Named object pointing entries:
-- begin --

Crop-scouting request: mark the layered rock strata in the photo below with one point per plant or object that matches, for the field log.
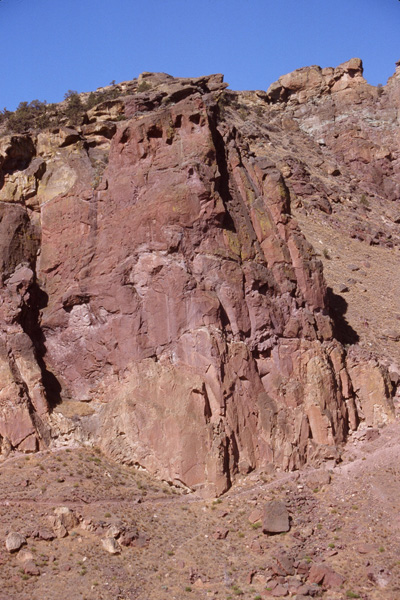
(151, 268)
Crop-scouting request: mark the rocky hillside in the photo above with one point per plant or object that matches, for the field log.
(158, 298)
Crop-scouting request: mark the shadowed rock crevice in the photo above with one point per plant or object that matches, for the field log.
(341, 328)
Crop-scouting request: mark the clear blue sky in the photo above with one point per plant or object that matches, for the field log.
(51, 46)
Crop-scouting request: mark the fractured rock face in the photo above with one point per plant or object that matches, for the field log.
(181, 299)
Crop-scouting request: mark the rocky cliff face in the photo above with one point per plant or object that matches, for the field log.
(157, 297)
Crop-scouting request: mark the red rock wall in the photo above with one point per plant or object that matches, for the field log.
(182, 301)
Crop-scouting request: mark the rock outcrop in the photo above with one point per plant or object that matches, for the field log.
(151, 267)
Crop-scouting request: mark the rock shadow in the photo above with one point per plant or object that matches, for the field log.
(342, 330)
(30, 321)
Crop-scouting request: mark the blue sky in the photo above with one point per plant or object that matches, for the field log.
(51, 46)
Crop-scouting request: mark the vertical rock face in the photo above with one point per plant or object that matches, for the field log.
(172, 290)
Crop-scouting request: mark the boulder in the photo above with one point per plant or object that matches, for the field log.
(275, 517)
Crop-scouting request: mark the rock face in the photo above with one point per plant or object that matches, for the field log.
(151, 268)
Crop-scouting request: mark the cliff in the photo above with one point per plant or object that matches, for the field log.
(158, 298)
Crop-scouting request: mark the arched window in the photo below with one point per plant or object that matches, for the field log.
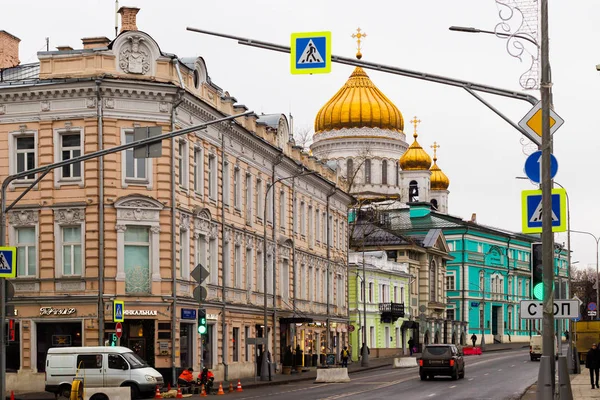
(432, 280)
(367, 171)
(384, 172)
(349, 169)
(413, 191)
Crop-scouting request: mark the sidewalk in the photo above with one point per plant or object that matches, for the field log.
(280, 379)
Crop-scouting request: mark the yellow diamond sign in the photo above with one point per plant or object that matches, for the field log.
(532, 122)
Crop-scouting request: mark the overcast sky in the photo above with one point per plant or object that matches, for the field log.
(480, 153)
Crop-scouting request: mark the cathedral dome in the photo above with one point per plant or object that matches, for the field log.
(415, 158)
(359, 103)
(439, 180)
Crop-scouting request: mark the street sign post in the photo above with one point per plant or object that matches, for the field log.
(533, 166)
(8, 264)
(310, 53)
(563, 309)
(532, 121)
(532, 210)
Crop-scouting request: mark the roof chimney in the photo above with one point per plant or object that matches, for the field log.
(95, 42)
(128, 18)
(9, 50)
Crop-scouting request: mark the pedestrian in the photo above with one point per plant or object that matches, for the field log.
(345, 355)
(474, 339)
(592, 362)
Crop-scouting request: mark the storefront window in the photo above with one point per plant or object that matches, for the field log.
(137, 259)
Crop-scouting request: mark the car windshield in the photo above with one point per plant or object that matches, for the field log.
(437, 350)
(134, 360)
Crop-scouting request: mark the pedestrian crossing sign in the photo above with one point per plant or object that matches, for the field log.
(311, 53)
(532, 210)
(8, 264)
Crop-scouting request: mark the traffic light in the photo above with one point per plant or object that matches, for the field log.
(202, 329)
(537, 268)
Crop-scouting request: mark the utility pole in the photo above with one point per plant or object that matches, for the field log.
(546, 375)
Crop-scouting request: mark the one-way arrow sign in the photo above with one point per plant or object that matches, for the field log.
(199, 274)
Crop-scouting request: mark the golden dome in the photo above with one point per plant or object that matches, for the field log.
(359, 103)
(439, 180)
(415, 158)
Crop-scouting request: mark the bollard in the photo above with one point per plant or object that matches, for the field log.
(564, 380)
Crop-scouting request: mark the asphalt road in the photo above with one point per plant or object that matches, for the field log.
(501, 375)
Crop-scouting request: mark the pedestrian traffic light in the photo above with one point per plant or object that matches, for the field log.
(537, 269)
(202, 329)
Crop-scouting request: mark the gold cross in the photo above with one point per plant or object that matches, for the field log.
(435, 146)
(415, 121)
(358, 35)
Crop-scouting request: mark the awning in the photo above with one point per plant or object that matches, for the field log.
(409, 325)
(295, 320)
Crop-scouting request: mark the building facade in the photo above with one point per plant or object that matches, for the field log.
(133, 229)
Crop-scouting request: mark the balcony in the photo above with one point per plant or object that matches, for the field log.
(390, 312)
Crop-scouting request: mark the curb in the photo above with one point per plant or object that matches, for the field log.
(304, 379)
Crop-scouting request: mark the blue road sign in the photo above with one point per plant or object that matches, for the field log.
(118, 311)
(532, 211)
(311, 52)
(8, 264)
(533, 166)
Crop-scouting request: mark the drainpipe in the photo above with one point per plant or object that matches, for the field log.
(100, 216)
(176, 104)
(274, 259)
(328, 271)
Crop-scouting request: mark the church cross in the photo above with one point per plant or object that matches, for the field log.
(358, 36)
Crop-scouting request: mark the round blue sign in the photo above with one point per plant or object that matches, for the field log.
(533, 167)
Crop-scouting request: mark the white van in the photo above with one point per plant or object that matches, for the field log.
(99, 367)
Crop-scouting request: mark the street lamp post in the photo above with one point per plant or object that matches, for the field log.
(264, 370)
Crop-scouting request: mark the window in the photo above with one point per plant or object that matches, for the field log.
(183, 160)
(450, 282)
(199, 170)
(71, 244)
(226, 184)
(282, 213)
(367, 171)
(26, 251)
(349, 170)
(136, 169)
(248, 199)
(70, 147)
(237, 261)
(260, 210)
(212, 177)
(237, 188)
(236, 344)
(25, 154)
(137, 259)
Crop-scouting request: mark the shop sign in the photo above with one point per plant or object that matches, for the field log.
(141, 312)
(57, 311)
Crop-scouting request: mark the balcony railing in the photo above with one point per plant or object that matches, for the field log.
(391, 311)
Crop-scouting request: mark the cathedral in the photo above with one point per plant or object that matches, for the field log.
(361, 132)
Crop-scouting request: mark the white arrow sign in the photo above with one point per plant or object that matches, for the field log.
(563, 309)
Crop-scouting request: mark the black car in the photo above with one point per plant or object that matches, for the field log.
(441, 359)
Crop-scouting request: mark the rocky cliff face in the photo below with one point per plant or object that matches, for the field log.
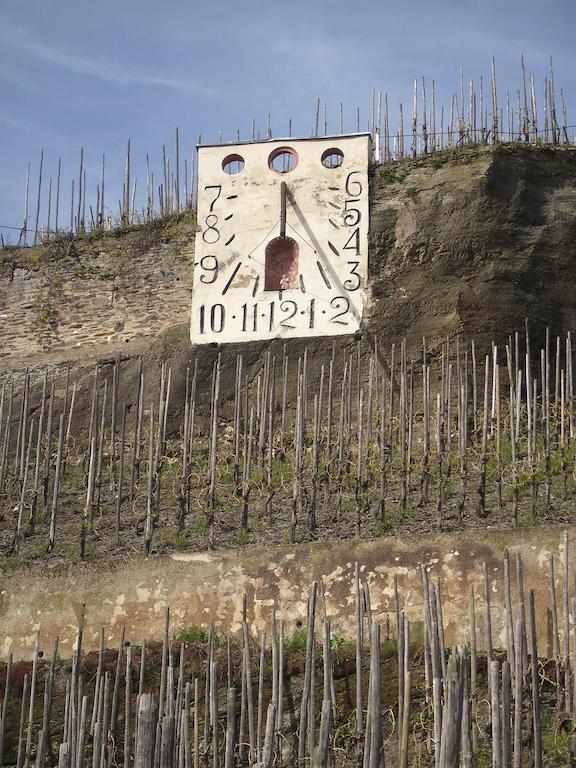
(470, 242)
(473, 243)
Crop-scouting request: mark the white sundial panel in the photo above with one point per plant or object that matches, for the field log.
(282, 243)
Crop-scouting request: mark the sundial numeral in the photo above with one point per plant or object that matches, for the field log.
(324, 276)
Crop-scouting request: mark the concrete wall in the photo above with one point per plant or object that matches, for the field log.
(204, 587)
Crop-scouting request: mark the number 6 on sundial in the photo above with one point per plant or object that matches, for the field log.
(282, 242)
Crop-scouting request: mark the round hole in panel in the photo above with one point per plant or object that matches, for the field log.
(283, 159)
(233, 164)
(332, 158)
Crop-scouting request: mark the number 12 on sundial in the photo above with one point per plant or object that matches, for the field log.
(281, 246)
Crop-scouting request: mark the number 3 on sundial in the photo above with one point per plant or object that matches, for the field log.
(282, 242)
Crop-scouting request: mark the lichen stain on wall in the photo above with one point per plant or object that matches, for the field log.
(201, 588)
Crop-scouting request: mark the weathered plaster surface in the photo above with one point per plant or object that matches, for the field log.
(240, 214)
(203, 587)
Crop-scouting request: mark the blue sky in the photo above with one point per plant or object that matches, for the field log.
(77, 73)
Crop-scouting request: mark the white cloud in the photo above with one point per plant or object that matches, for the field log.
(103, 69)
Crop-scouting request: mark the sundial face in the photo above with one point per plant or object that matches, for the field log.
(282, 242)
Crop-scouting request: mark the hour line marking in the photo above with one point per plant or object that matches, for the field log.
(232, 276)
(324, 275)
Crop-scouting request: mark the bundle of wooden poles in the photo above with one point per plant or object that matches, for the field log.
(361, 443)
(394, 698)
(478, 113)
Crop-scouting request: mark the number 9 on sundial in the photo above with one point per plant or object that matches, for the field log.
(282, 243)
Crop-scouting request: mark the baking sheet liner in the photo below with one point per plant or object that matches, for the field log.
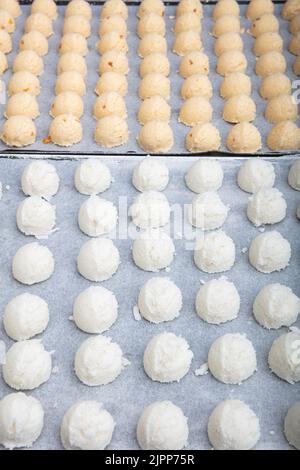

-- end --

GOAL OF THE EXERCISE: Count the lines of the records that contain the string "post", treating case as significant, and give only the number.

OUTPUT: 2